- _WHAT YOU ARE ASKED TO DO_
Which lines run from the line containing "<point>292,48</point>" through the end of the records below? Reproduce them exactly, and nothing else.

Stored data entries:
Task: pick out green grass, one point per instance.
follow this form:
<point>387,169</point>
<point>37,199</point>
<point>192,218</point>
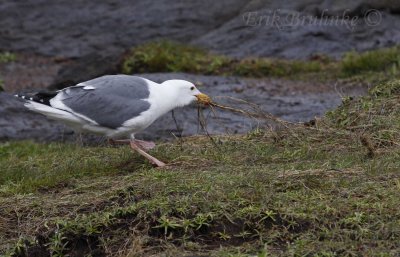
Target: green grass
<point>330,189</point>
<point>167,56</point>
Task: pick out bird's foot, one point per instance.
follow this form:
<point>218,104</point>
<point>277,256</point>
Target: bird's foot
<point>138,148</point>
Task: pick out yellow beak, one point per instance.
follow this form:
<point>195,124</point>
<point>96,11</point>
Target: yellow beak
<point>203,99</point>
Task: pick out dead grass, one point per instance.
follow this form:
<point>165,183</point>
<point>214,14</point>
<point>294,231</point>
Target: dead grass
<point>330,188</point>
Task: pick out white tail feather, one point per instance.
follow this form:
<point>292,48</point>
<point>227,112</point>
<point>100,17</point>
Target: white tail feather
<point>54,113</point>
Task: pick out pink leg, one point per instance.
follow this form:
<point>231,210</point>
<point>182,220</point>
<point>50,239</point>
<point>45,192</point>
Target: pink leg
<point>145,145</point>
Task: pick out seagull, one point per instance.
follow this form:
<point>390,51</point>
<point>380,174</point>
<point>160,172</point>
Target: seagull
<point>115,106</point>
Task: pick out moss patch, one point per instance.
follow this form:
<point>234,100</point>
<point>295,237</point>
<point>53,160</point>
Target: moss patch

- _SOLUTION_
<point>292,48</point>
<point>227,112</point>
<point>100,17</point>
Target: white tail feather
<point>54,113</point>
Task: pick out pink leg, one point per instance.
follow this form:
<point>231,210</point>
<point>182,220</point>
<point>50,239</point>
<point>45,192</point>
Target: pink leg
<point>145,145</point>
Task: pick out seagull, one point per instance.
follow this form:
<point>390,51</point>
<point>380,174</point>
<point>160,172</point>
Target: seagull
<point>115,106</point>
Task: pick out moss patch, one point per instance.
follow this form:
<point>234,100</point>
<point>295,237</point>
<point>53,160</point>
Target: moss patch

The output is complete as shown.